▶ **STATED PROBLEM**
Quote the restaurant description word for word, from "When you can" to "a tantalising tiramisu!".

___ EXCERPTED TEXT ___

Verve gently spices a continental delicacy

When you can turn your eye from the natural beauty of the Lake Pichola or from the intricate lines of friezes, miniature paintings and incredible frescoes on the premises of The Oberoi Udaivilas in Udaipur, Rajasthan, it is time to treat your taste buds to some continental fare at the property’s fine dining eatery, Suryamahal. With its sweeping view of landscaped gardens, it provides a scenic background that is enhanced by the sunlight that streams in from the hand painted dome. As organically grown salad leaves promise to burst with flavour and the pickled green papaya adds its own pungent flavour to the table, the chef tries to pamper every palate with a variety of cuisine that encompasses different deliciously cooked seafood and meats for those inclined to non vegetarian fare. And what better way to end the meal than with a soft centred chocolate pudding or a tantalising tiramisu!

___ EXTRACTED DATA ___

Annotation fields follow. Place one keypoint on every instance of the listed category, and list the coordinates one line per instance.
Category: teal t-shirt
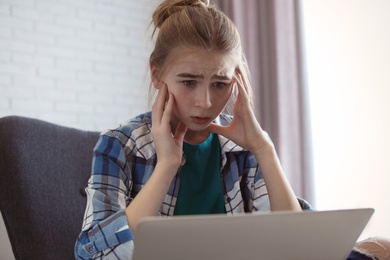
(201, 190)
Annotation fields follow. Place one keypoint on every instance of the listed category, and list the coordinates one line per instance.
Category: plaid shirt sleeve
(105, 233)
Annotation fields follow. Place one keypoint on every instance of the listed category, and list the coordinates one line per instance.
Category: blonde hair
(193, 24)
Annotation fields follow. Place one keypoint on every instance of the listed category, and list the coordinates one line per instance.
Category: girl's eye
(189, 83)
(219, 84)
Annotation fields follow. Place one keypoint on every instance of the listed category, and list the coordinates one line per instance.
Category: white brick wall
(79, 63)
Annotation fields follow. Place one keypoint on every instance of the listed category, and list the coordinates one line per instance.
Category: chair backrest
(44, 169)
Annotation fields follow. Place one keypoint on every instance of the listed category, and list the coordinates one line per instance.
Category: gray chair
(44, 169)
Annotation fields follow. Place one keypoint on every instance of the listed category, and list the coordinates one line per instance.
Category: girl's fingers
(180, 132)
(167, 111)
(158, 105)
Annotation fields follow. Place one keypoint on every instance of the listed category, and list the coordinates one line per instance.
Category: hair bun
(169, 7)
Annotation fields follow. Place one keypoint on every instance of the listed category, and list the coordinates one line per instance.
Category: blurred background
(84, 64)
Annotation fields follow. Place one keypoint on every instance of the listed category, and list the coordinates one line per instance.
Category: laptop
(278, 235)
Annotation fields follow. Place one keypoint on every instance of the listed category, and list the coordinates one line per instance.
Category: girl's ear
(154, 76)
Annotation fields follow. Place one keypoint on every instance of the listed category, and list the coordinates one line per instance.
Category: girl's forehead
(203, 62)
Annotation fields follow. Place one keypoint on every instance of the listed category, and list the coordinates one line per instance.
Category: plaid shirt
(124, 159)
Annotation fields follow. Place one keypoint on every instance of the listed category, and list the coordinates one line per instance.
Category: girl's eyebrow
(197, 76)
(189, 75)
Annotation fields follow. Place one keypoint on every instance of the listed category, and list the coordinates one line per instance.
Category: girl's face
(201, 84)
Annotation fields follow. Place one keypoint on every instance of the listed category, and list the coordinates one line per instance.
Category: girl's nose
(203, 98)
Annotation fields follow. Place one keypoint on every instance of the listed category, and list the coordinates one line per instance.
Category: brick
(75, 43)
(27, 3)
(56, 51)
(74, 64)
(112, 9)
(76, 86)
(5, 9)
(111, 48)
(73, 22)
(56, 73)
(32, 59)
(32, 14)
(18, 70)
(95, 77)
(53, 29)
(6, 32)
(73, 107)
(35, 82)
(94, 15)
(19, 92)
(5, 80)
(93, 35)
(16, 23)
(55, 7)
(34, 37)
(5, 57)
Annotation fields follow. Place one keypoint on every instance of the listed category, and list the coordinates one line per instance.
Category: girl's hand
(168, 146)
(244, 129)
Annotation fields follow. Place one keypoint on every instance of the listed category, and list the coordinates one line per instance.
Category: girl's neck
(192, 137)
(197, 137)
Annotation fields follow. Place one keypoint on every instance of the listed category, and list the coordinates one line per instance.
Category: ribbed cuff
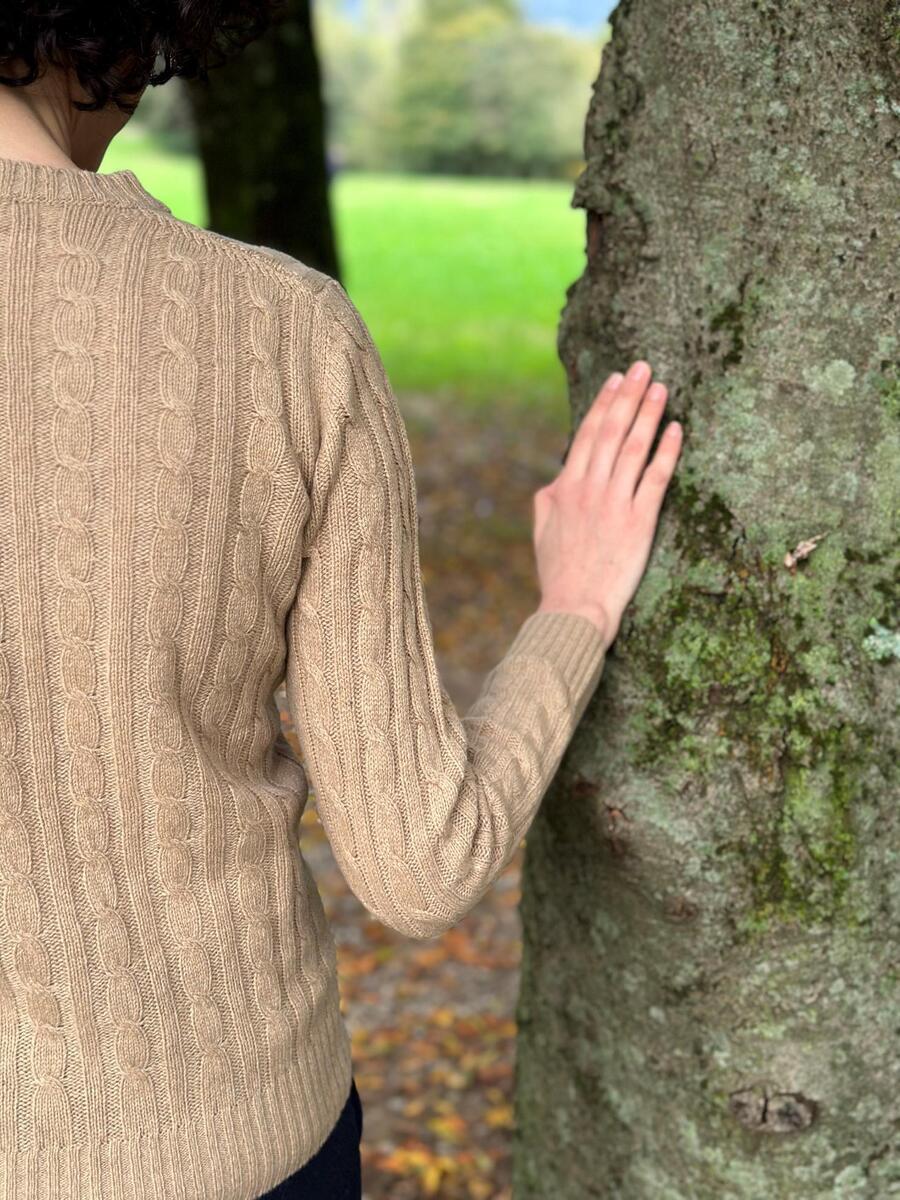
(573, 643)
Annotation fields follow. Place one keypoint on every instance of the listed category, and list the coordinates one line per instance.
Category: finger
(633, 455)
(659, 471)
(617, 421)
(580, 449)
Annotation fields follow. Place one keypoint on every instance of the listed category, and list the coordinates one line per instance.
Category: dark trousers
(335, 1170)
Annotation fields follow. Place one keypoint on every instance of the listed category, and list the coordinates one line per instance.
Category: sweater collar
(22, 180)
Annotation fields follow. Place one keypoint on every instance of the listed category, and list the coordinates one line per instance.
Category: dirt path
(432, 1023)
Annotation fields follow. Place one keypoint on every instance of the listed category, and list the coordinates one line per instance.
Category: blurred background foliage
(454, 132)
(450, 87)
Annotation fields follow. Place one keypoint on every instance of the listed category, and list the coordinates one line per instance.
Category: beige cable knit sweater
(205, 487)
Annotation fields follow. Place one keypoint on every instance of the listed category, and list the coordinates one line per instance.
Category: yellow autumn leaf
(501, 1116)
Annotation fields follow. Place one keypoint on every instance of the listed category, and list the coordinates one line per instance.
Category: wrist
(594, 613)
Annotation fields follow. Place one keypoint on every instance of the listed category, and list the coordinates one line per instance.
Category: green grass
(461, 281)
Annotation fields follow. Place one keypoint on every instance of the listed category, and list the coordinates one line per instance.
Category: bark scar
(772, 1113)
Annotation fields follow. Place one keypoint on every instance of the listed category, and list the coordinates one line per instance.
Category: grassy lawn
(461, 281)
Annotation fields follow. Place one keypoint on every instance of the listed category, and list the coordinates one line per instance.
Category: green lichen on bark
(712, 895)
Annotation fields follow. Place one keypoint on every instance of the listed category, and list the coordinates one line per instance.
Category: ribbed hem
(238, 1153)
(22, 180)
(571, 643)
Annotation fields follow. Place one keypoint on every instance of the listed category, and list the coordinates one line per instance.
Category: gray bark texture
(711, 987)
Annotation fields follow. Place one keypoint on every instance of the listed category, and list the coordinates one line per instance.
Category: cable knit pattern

___
___ EXTRACTED DATA ___

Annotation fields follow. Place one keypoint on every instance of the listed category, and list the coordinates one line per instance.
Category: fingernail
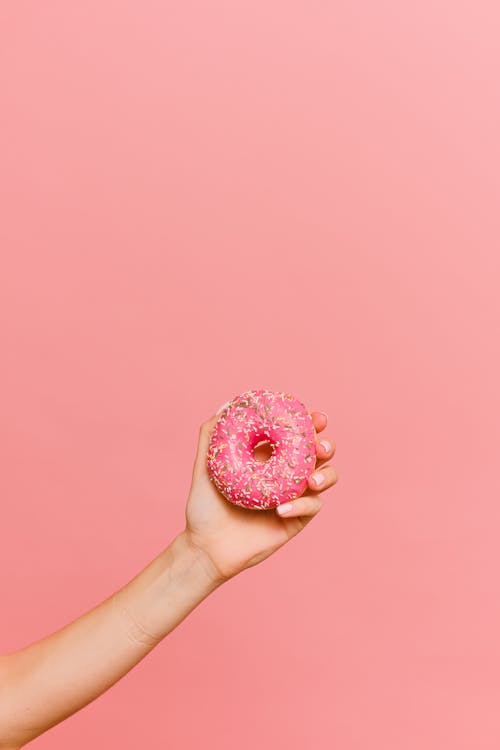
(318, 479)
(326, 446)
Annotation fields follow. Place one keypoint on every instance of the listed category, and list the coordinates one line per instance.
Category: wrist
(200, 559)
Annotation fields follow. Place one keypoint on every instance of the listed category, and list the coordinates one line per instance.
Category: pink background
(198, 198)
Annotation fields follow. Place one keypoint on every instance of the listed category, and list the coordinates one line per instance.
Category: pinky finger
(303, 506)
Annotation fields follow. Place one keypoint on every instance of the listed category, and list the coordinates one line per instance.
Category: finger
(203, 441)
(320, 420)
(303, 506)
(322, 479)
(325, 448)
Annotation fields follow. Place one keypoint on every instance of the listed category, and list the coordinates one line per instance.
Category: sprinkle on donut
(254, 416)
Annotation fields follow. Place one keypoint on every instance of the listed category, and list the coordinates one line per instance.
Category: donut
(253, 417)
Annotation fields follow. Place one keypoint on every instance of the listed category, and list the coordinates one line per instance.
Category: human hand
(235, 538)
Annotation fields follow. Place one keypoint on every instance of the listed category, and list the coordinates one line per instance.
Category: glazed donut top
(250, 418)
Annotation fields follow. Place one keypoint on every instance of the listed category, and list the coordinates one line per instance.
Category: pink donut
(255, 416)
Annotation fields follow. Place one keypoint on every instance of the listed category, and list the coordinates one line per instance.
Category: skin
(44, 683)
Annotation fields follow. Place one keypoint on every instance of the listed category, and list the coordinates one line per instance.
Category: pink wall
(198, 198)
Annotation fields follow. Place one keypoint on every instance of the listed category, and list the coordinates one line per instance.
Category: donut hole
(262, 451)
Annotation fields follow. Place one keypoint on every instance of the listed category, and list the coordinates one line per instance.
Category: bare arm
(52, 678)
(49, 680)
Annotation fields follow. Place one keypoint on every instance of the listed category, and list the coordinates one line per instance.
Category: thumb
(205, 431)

___

▶ **SOLUTION**
When you can turn your eye from the natural beauty of the Lake Pichola or from the intricate lines of friezes, miniature paintings and incredible frescoes on the premises of The Oberoi Udaivilas in Udaipur, Rajasthan, it is time to treat your taste buds to some continental fare at the property’s fine dining eatery, Suryamahal. With its sweeping view of landscaped gardens, it provides a scenic background that is enhanced by the sunlight that streams in from the hand painted dome. As organically grown salad leaves promise to burst with flavour and the pickled green papaya adds its own pungent flavour to the table, the chef tries to pamper every palate with a variety of cuisine that encompasses different deliciously cooked seafood and meats for those inclined to non vegetarian fare. And what better way to end the meal than with a soft centred chocolate pudding or a tantalising tiramisu!